ABOUT THIS TASK
According to the biography of Hashem Khastar, in which prison was he held from 2009 to 2011?
GIVEN PASSAGE section start
- Born: June 2, 1953 (age 72) Birjand, Iran
- Known for: Head of the Mashhad Teachers Union

= Hashem Khastar =

Iranian teacher and union leader

Hashem Khastar (هاشم خواستار; born June 2, 1953) is a former teacher at the Agriculture Technical High School in Mashhad in northeastern Iran, and an agricultural engineer and the Head of the Mashhad Teachers Union.

==Background==

He has been detained several times for defending teachers' rights and participating in rally protests of teachers and was imprisoned from 2009 to 2011 in Mashhad's notorious Vakilabad Prison.

In a letter he said that "the root of the corruption and all the problems, was Ali Khamenei" the Supreme Leader of Iran, and that he had to be held accountable.

Khastar had previously been detained in Vakilabad Prison in Mashhad. Despite being threatened by agents of the Ministry of Intelligence on several occasion he had refused to cease his activities.
GIVEN PASSAGE section end
EXTRACTED MATERIAL section start
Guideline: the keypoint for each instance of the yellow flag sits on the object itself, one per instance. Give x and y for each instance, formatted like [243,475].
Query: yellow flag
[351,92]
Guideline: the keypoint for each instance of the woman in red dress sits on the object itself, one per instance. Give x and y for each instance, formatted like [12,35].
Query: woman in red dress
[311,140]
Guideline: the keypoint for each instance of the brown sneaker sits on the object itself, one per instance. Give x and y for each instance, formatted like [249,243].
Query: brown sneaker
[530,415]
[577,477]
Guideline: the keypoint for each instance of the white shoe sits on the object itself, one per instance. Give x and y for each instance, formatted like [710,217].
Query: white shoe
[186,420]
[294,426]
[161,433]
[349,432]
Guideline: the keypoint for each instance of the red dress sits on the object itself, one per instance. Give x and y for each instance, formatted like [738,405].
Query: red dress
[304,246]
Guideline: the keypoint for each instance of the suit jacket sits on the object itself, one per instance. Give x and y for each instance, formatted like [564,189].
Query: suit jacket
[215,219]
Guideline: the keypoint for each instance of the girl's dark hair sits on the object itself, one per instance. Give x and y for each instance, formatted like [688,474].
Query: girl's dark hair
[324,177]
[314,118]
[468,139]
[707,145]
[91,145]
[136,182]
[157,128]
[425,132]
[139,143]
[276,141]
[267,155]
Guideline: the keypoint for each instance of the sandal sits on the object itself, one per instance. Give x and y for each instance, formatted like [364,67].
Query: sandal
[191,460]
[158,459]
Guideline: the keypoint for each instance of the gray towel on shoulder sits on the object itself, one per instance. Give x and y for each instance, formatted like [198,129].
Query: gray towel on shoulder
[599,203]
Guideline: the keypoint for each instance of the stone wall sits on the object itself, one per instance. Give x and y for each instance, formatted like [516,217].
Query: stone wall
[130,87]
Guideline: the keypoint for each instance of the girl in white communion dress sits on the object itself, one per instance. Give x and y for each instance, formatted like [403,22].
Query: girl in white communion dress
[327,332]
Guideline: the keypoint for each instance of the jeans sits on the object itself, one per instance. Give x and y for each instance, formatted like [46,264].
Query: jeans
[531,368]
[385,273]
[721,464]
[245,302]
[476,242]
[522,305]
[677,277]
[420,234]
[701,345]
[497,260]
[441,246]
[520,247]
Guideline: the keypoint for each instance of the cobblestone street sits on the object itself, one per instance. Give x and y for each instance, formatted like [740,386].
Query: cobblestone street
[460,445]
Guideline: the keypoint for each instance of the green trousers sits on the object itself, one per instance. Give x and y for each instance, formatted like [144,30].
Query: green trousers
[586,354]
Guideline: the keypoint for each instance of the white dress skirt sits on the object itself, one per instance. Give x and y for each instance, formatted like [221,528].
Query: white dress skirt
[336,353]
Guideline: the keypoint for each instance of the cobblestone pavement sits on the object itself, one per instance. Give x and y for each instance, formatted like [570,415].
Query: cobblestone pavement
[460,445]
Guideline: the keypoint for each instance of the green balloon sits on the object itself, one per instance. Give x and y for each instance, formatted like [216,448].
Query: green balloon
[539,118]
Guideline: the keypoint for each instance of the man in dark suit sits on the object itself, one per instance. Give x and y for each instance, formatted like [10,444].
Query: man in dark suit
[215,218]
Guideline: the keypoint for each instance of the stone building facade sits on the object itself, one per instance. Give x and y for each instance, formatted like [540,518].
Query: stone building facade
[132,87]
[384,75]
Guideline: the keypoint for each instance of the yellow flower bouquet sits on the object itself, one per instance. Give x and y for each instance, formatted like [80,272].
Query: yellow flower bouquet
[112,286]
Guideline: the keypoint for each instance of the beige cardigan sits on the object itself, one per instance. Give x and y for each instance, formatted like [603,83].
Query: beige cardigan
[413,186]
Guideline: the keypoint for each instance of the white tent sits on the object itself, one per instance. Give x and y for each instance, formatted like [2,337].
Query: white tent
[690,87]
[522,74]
EXTRACTED MATERIAL section end
EXERCISE ANSWER
Vakilabad Prison in Mashhad